* EXERCISE AIM *
Beneath this instruction is a listing; print exactly the lines in it starting at the line that contains "Task: put a point on every instance of the orange" and going through the line that contains "white jersey in".

* DATA FOR THE TASK *
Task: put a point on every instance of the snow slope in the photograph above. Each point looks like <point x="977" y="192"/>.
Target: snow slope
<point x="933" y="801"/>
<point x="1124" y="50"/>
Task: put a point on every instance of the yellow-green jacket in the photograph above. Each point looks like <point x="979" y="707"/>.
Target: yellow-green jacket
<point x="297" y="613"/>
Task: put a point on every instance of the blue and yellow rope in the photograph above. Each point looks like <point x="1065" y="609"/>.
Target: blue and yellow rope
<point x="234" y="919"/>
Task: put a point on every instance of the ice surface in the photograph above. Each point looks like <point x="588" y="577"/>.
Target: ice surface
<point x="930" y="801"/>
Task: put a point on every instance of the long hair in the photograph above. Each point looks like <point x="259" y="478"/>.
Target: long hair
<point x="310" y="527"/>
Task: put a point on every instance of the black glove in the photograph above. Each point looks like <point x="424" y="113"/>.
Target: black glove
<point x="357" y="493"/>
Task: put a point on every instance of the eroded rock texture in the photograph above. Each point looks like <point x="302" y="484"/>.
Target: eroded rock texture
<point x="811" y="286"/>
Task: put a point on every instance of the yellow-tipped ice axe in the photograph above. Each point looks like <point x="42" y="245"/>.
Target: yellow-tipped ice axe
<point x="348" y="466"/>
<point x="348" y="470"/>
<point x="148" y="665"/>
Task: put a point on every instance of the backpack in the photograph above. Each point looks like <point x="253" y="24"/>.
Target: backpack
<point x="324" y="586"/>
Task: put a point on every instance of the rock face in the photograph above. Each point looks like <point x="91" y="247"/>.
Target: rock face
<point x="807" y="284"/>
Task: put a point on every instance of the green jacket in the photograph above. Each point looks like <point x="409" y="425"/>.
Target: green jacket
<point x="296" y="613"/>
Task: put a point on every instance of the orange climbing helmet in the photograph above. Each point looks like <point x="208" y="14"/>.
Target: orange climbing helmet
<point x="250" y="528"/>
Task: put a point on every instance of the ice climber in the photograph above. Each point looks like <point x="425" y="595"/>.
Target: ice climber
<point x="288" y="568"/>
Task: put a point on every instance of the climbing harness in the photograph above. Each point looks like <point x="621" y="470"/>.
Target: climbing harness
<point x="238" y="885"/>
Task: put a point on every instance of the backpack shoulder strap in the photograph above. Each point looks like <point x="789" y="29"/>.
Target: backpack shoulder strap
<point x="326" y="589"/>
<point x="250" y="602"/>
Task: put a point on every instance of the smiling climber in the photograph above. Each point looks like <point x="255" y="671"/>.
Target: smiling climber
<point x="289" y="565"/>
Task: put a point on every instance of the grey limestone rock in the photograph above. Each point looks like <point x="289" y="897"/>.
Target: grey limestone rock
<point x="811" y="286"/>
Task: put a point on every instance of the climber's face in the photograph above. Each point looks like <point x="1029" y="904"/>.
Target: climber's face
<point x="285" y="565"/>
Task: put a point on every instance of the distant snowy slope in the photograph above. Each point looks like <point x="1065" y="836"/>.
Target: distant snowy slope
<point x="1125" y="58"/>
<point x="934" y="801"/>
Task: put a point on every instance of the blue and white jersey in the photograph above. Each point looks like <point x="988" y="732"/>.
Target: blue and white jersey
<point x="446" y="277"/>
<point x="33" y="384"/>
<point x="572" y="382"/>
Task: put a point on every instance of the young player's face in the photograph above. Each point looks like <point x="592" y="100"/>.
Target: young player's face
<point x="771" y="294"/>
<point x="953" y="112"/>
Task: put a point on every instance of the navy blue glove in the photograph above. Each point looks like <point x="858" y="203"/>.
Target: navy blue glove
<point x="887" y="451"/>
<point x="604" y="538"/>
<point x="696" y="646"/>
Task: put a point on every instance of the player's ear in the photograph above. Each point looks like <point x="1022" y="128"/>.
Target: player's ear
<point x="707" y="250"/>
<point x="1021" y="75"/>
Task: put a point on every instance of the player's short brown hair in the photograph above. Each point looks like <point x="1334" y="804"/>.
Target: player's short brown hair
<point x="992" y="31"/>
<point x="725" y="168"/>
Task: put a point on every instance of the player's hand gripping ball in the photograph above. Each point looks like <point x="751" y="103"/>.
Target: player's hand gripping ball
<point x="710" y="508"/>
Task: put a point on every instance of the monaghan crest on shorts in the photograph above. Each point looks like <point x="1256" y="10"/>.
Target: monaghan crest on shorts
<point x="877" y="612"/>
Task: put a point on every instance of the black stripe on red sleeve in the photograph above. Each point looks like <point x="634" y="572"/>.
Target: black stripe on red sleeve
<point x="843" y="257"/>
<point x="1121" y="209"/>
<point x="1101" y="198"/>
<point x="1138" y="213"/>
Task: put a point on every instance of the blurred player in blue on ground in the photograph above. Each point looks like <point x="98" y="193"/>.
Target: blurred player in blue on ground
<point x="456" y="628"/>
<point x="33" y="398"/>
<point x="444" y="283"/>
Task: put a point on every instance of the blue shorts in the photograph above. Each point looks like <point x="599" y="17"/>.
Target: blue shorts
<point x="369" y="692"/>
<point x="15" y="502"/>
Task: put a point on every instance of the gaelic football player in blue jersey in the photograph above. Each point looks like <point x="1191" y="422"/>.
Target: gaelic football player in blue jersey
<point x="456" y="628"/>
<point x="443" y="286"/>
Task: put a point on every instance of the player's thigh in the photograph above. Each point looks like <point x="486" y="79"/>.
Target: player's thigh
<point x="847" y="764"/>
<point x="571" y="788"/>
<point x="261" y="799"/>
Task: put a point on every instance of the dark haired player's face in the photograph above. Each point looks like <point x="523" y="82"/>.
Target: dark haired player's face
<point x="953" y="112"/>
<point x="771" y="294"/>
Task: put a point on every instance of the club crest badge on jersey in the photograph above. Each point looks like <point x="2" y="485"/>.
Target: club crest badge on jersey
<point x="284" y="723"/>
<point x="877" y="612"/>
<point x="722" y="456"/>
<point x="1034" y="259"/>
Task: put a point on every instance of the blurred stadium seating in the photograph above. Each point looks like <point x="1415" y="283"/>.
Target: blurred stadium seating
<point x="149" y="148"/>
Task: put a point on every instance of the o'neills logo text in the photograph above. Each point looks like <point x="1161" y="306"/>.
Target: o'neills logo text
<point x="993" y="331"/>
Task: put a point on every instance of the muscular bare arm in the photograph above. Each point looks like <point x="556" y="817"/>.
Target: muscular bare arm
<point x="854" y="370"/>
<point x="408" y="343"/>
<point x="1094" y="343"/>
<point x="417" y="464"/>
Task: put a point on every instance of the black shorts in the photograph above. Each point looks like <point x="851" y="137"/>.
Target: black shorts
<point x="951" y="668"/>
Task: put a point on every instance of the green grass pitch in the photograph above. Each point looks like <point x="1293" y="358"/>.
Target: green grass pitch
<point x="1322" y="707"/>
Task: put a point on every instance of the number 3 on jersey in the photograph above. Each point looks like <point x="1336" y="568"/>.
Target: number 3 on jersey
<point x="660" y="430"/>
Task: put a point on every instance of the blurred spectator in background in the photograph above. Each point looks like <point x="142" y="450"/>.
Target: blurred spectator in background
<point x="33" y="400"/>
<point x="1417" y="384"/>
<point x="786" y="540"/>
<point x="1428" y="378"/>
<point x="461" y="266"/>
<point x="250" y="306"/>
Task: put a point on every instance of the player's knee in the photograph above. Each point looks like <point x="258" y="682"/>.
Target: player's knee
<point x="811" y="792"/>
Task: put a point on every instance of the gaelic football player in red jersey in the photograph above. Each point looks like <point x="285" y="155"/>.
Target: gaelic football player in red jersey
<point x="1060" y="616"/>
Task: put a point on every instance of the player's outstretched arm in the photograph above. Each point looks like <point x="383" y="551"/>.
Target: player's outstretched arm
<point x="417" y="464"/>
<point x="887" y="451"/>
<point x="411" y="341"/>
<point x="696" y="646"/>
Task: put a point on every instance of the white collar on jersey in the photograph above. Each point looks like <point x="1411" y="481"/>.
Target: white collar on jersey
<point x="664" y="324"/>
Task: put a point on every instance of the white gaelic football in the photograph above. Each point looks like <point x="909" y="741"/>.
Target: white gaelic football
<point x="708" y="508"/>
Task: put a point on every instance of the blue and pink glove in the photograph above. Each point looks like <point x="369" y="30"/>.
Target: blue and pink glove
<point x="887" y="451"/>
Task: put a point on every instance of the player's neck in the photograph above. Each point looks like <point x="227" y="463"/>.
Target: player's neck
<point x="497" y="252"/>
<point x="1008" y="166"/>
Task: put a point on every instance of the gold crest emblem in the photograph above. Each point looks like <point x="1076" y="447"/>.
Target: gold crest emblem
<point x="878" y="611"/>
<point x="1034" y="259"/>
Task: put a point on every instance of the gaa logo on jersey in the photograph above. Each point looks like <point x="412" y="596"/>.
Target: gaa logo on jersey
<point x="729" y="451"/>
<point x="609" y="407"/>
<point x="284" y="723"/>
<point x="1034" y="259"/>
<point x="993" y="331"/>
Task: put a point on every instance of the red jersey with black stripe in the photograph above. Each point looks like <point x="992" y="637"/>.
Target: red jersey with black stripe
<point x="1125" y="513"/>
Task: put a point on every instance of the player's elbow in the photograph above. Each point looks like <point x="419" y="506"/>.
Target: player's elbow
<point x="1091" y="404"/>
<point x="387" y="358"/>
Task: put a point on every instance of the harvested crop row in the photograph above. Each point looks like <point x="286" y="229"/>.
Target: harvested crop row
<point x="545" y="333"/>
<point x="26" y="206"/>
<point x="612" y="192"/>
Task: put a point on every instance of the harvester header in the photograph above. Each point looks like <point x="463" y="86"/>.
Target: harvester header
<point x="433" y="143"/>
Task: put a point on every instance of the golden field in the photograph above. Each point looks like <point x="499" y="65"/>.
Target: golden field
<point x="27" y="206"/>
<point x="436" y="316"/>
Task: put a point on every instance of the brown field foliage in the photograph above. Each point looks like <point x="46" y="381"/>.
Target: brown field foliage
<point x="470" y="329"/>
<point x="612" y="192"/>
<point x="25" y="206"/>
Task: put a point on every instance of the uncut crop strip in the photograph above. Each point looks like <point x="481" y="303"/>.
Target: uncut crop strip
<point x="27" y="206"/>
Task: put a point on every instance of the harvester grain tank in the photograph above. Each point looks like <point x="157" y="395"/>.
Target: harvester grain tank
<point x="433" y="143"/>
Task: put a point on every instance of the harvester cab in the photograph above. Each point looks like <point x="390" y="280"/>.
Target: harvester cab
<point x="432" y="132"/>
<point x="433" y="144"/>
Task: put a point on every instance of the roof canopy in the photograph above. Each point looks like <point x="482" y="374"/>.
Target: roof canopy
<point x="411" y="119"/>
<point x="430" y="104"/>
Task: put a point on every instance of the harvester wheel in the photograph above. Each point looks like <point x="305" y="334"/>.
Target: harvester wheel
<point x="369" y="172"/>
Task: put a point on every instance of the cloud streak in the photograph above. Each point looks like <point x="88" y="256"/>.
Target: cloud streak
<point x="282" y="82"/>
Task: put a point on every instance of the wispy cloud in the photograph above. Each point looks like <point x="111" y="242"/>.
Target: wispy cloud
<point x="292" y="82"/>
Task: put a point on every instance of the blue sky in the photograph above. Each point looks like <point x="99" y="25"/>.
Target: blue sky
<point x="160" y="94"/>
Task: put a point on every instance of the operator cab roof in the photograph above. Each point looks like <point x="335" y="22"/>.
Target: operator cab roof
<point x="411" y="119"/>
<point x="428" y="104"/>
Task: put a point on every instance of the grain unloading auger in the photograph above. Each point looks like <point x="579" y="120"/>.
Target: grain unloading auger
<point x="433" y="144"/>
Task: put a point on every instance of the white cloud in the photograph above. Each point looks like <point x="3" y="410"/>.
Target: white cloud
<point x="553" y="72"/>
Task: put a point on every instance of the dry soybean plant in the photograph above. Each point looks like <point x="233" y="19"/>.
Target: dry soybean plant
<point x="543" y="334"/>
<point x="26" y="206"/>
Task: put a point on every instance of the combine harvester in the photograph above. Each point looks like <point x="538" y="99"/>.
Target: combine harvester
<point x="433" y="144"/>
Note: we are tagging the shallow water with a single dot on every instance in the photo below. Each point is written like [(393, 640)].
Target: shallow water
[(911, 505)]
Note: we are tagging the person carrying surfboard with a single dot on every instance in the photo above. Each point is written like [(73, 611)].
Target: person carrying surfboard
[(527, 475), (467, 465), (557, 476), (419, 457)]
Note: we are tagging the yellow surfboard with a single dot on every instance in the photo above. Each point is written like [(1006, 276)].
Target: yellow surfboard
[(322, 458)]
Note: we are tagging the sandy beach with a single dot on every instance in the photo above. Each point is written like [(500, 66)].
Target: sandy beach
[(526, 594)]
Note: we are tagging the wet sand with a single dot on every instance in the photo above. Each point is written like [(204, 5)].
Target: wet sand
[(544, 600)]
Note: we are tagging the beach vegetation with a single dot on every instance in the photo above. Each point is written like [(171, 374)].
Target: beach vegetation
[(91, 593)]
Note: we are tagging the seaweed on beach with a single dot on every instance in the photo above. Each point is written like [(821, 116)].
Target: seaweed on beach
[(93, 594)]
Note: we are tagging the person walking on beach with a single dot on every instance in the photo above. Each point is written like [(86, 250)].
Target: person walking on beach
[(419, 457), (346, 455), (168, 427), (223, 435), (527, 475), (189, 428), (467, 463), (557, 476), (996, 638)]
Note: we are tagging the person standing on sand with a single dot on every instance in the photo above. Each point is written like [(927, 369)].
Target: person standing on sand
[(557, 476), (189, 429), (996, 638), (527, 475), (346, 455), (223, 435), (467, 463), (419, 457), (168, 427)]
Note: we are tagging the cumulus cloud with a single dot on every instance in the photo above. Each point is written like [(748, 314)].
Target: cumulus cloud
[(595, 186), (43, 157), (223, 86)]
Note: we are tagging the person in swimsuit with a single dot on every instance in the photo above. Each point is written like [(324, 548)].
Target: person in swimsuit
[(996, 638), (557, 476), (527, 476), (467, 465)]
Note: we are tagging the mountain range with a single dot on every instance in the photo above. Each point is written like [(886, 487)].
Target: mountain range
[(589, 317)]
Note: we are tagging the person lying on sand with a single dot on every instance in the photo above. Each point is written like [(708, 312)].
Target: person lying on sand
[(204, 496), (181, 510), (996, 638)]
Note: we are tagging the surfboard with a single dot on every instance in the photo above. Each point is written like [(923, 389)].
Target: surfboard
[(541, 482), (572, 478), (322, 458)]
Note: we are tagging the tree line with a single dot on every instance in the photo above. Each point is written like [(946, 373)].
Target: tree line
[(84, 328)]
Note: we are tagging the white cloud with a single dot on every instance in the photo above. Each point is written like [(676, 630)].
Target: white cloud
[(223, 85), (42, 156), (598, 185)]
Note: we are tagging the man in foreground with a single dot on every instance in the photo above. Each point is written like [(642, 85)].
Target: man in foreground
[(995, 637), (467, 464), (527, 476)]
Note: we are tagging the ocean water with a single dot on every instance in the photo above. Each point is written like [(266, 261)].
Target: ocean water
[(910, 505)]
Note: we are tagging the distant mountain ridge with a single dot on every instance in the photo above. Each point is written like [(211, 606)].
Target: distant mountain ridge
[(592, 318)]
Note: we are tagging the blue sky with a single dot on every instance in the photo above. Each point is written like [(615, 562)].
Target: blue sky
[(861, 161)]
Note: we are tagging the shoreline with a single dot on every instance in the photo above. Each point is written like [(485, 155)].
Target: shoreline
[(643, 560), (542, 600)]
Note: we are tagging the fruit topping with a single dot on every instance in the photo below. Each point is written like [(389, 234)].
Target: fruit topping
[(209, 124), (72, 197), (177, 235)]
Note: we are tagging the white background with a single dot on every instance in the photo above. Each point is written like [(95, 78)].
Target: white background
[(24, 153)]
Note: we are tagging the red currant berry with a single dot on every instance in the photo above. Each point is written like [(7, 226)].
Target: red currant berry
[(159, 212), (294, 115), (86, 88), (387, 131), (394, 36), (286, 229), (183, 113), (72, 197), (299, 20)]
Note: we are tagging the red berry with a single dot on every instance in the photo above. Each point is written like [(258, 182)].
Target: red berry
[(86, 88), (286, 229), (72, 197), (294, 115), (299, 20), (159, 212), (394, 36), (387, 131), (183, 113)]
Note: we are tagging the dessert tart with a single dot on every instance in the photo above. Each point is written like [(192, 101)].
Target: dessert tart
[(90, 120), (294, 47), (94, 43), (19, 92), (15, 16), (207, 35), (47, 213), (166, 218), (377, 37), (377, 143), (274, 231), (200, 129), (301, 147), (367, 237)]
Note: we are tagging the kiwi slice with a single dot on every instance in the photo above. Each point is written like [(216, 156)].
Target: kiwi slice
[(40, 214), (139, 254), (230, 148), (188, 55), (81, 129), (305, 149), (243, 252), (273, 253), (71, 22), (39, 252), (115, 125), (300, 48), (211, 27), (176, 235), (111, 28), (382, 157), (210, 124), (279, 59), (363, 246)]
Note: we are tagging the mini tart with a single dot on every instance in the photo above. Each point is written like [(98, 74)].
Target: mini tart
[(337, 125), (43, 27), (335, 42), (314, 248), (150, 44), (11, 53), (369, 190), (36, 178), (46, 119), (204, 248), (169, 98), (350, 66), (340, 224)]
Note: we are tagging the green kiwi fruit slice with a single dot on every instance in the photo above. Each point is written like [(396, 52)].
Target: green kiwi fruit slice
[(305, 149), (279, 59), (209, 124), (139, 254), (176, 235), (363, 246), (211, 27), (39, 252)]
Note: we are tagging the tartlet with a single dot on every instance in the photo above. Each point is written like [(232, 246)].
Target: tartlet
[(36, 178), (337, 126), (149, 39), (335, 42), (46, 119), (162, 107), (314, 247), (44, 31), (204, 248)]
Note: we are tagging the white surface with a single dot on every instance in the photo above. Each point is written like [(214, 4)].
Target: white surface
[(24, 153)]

* ANSWER AREA *
Task: put a point on every instance of the orange climbing helmet in the photograph above. Each point looks like <point x="208" y="14"/>.
Target: orange climbing helmet
<point x="250" y="528"/>
Task: put a point on every instance of the ice climber in the photograph above. Each point looks like <point x="425" y="595"/>.
Target: ice climber
<point x="288" y="568"/>
Task: put a point on every instance of the climbing harness in the photograph above. Each point looks like <point x="621" y="470"/>.
Target: climbing harness
<point x="238" y="885"/>
Task: put a point on every instance of the backpack shoulder strap in the photograph above. Each point looks like <point x="789" y="29"/>.
Target: backpack shoulder strap
<point x="326" y="589"/>
<point x="250" y="602"/>
Task: put a point on every instance of the smiling climber in the photograph above. Each point looks like <point x="255" y="671"/>.
Target: smiling climber
<point x="289" y="565"/>
Task: put a point on every instance of the grey limestone rock in the photograph above. Each point looks like <point x="289" y="897"/>.
Target: grey limestone rock
<point x="811" y="286"/>
Task: put a point on every instance of the climber's face in the photograph above. Each point looks like <point x="1029" y="904"/>.
Target: climber's face
<point x="285" y="565"/>
Task: put a point on every instance of the distant snowy slope in the photograph above. Each point looks like <point x="1065" y="836"/>.
Target: distant snowy slope
<point x="1125" y="58"/>
<point x="934" y="801"/>
Task: put a point on every instance of the blue and white jersey in the photograph above. Each point looks like <point x="988" y="732"/>.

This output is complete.